(Entries from a dataset)
+--
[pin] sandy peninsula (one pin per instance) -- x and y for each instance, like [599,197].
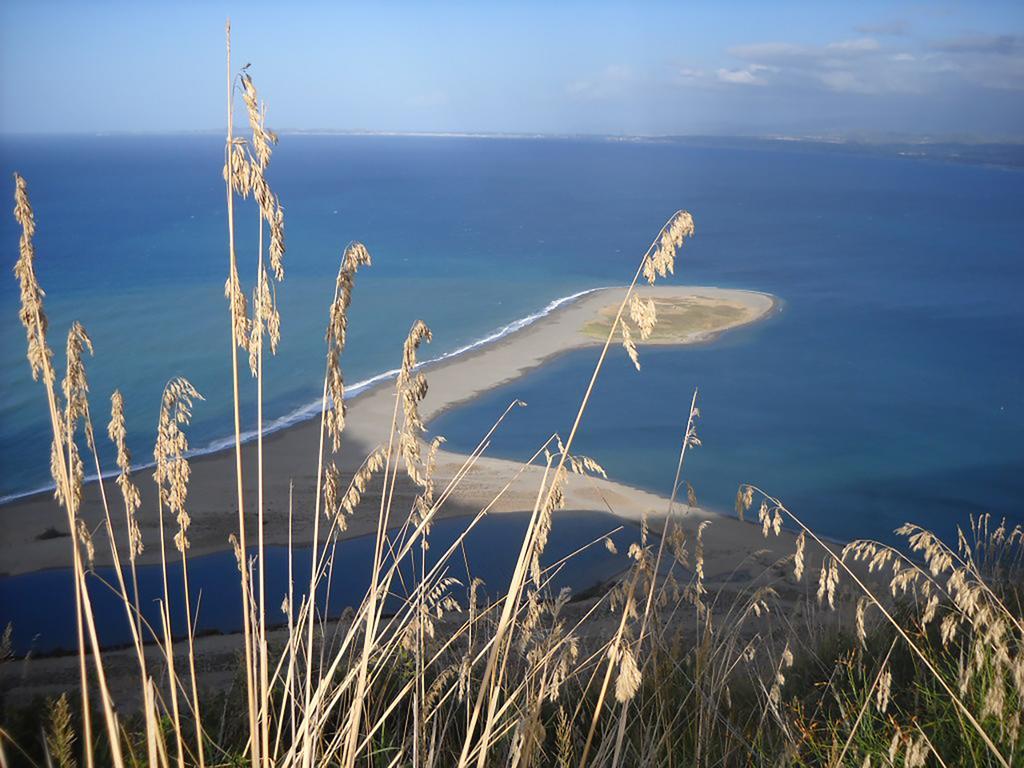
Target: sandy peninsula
[690,315]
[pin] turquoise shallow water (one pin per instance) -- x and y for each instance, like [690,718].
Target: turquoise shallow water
[889,388]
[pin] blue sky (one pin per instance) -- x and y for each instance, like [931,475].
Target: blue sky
[735,68]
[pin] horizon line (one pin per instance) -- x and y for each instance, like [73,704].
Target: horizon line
[866,137]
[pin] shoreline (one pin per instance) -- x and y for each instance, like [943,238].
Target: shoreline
[290,452]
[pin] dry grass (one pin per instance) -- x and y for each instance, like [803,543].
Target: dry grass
[666,668]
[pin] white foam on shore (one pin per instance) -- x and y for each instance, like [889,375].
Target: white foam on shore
[311,410]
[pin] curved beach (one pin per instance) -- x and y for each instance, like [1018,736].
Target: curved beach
[290,455]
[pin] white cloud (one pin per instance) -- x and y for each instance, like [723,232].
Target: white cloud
[609,82]
[752,75]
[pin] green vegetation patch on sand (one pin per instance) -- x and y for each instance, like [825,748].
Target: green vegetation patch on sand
[679,320]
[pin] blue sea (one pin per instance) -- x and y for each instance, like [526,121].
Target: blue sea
[890,387]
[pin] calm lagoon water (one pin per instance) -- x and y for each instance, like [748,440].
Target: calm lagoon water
[213,580]
[890,387]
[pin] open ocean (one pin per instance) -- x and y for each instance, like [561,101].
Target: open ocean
[889,388]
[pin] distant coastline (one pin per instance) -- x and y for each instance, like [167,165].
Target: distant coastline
[996,153]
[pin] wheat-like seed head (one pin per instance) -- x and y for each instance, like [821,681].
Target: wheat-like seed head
[660,262]
[118,433]
[412,390]
[355,255]
[172,470]
[239,308]
[266,320]
[883,691]
[32,295]
[644,315]
[798,559]
[76,385]
[357,486]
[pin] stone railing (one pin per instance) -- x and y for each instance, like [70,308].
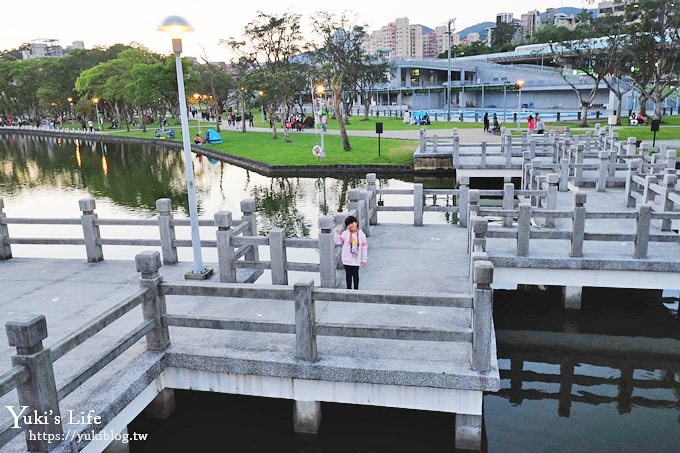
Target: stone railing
[32,373]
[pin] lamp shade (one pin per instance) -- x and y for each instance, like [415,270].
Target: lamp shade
[175,26]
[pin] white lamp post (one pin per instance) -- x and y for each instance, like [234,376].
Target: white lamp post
[448,73]
[520,83]
[176,26]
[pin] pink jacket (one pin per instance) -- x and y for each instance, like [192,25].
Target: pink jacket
[360,250]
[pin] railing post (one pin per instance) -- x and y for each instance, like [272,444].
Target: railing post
[167,231]
[277,256]
[551,198]
[148,264]
[508,202]
[5,248]
[93,246]
[642,227]
[463,199]
[669,182]
[373,200]
[473,203]
[456,150]
[564,175]
[39,393]
[248,215]
[418,204]
[482,156]
[482,315]
[602,171]
[355,204]
[578,225]
[225,249]
[634,166]
[327,260]
[523,229]
[305,321]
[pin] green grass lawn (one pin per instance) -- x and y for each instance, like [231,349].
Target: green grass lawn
[261,147]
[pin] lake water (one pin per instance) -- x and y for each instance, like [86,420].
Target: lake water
[603,379]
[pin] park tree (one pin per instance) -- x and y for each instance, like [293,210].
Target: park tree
[653,49]
[338,59]
[269,56]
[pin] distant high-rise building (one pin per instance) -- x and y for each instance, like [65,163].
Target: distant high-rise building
[42,48]
[531,21]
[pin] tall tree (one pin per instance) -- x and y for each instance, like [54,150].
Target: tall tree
[653,48]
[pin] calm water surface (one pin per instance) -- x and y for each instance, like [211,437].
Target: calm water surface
[570,382]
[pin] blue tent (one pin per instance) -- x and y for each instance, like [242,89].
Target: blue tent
[212,136]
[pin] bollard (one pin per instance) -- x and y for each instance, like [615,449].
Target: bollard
[167,230]
[225,249]
[93,245]
[39,391]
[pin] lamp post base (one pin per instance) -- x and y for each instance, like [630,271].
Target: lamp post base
[206,274]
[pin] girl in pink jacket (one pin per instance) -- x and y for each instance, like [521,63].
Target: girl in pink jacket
[354,250]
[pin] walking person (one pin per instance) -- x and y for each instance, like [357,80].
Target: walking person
[354,250]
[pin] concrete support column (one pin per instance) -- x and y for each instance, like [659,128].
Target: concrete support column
[162,406]
[225,250]
[166,230]
[277,256]
[5,249]
[571,297]
[153,306]
[468,432]
[307,417]
[39,392]
[93,245]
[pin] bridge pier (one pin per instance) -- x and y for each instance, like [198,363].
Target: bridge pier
[571,297]
[307,417]
[468,432]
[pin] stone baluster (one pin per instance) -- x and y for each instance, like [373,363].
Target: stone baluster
[642,227]
[278,256]
[5,248]
[39,392]
[248,216]
[523,229]
[327,260]
[93,245]
[578,225]
[167,231]
[225,249]
[153,306]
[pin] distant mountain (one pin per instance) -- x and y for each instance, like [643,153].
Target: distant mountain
[481,27]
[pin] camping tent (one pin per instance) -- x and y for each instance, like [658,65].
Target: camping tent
[212,136]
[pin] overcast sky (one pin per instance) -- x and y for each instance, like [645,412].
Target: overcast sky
[106,22]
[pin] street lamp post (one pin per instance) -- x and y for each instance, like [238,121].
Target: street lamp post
[176,26]
[96,109]
[520,83]
[448,73]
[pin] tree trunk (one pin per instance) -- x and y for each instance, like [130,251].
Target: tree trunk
[337,89]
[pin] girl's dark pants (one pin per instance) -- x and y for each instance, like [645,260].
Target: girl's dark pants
[352,273]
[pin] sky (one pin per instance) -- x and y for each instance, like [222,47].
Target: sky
+--
> _PROBLEM TO SOLVE_
Images do not belong in the copy; reproduce all other parts of the records above verbatim.

> _SOLUTION TO THE PROBLEM_
[pin] sandy peninsula (one pin per instance) -- x and y for each instance, like [599,197].
Target: sandy peninsula
[690,315]
[pin] turquoise shallow water (one pin per instance) -- x and y for each instance, like [690,718].
Target: turquoise shallow water
[889,388]
[pin] blue sky (one pin per instance) -- x and y for each instance, like [931,475].
Target: blue sky
[735,68]
[pin] horizon line (one pin per instance) -- x and y for each instance, like [73,704].
Target: horizon line
[866,137]
[pin] shoreline (one pin per instance) -- x and y for each instance, like [943,238].
Target: shoreline
[290,452]
[pin] dry grass (one pin per instance) -- x and y for each instance, like [803,543].
Target: dry grass
[666,668]
[pin] white foam on shore (one pin per instance) -- x and y for each instance, like [889,375].
Target: white foam on shore
[311,410]
[pin] curved beach (one pin per instance) -- x and y for each instance, like [1018,736].
Target: curved beach
[290,455]
[pin] white cloud (one pin per instance) -- x and y for each instance, like [723,232].
Target: white cloud
[609,82]
[752,75]
[pin] green vegetation patch on sand (one pin per instance) -- x and y for each instance, like [825,748].
Target: green vegetation patch on sand
[679,320]
[pin] blue sea (one pin per instance) -- x and y for each instance, like [526,121].
Target: blue sea
[890,387]
[pin] calm lagoon water (one pin per instance) -- x and y for each instance, like [748,440].
Target: calm lagoon water
[213,580]
[890,387]
[pin] open ocean (one pin per instance) -- x and y for each instance, like [561,101].
Target: open ocean
[889,388]
[pin] distant coastline (one pin per instance) -- x and y for each instance, like [167,165].
Target: distant coastline
[996,153]
[pin] wheat-like seed head (one pin per instance) -- x and y for each instance, like [821,681].
Target: wheat-like seed head
[660,262]
[118,433]
[412,390]
[355,255]
[172,470]
[239,308]
[266,320]
[883,691]
[32,295]
[644,315]
[798,559]
[76,385]
[357,486]
[pin] stone railing (one pin per instance) -- x and y for each instance, like [70,308].
Target: stone railing
[32,373]
[pin] lamp shade (one pin per instance) -- x and y for each instance, like [415,270].
Target: lamp shade
[175,26]
[pin] white lamp post (one pin per instance) -- x and y for each instance, like [234,376].
Target: white lamp post
[448,73]
[520,83]
[176,26]
[pin] pink jacket (one pin per instance) -- x and y for each instance, like [192,25].
Target: pink jacket
[360,250]
[pin] railing post (one pin per instance) -- x and y for each instance, like [272,444].
Target: railing post
[167,231]
[277,256]
[551,198]
[148,264]
[508,202]
[5,248]
[93,246]
[642,227]
[463,199]
[669,182]
[373,200]
[473,203]
[456,150]
[564,175]
[39,393]
[248,215]
[418,204]
[482,156]
[482,315]
[602,171]
[355,204]
[578,225]
[225,249]
[634,166]
[327,260]
[523,229]
[305,321]
[pin] green grass lawn (one pin per instance) -- x and y for each instance, like [231,349].
Target: green grass lawn
[261,147]
[pin] lake water (one pin per instance) -- x and y for each instance, like [86,420].
Target: lake water
[603,379]
[pin] park tree (one pin per instance) -- x and y for each instance, like [293,210].
Target: park tree
[653,49]
[338,59]
[269,56]
[pin] distant high-rise building (one pin per instance) -- x and y for each instance, like [65,163].
Target: distant high-rise building
[42,48]
[531,21]
[pin] tall tree (one pin per instance) -- x and y for each instance, like [54,150].
Target: tall tree
[653,48]
[pin] calm water surface (one pin per instance) -- x and y for each instance, like [211,437].
Target: calm water surface
[570,382]
[pin] blue tent (one pin per instance) -- x and y for each instance, like [242,89].
Target: blue tent
[212,136]
[pin] bollard (one pin per instance) -- x and y for each instance, like [615,449].
Target: bollard
[167,230]
[225,249]
[93,245]
[39,391]
[pin] lamp post base (one pin per instance) -- x and y for each instance, like [630,271].
Target: lamp post base
[206,274]
[pin] girl in pink jacket (one pin per instance) -- x and y for each instance, like [521,63].
Target: girl in pink jacket
[354,250]
[pin] walking person (one pin per instance) -- x and y for each instance, like [357,80].
Target: walking person
[354,250]
[pin] concrete support column (one pin per instance) -- x and y for each instance, like [659,128].
Target: concrete support column
[162,406]
[225,250]
[166,230]
[277,256]
[5,249]
[571,297]
[153,306]
[468,432]
[307,417]
[39,392]
[93,245]
[pin] bridge pier (one pin per instance) -- x and y for each instance, like [198,363].
Target: bridge pier
[571,297]
[307,417]
[468,432]
[pin] stone baluster (one pin per instance) -- x and y for each instance, like [373,363].
Target: stone baluster
[642,227]
[278,256]
[5,248]
[39,392]
[248,216]
[523,229]
[327,260]
[93,245]
[578,225]
[167,231]
[225,249]
[153,306]
[pin] distant mountain (one pin per instance) -- x and y for each instance, like [643,153].
Target: distant mountain
[481,27]
[pin] camping tent (one pin per instance) -- x and y for each instance, like [658,65].
Target: camping tent
[212,136]
[pin] overcast sky (one pin per instance) -- x and y for each instance, like [645,412].
Target: overcast sky
[106,22]
[pin] street lamp post (one pin per instance) -- x and y for each instance, like [238,121].
Target: street lamp post
[176,26]
[96,109]
[520,83]
[448,73]
[pin] tree trunk (one pin per instance) -- x and y for each instance, like [130,251].
Target: tree trunk
[337,89]
[pin] girl's dark pants (one pin per instance) -- x and y for each instance, like [645,260].
Target: girl's dark pants
[352,273]
[pin] sky (one pin per instance) -- x and y for each instance, like [222,47].
Target: sky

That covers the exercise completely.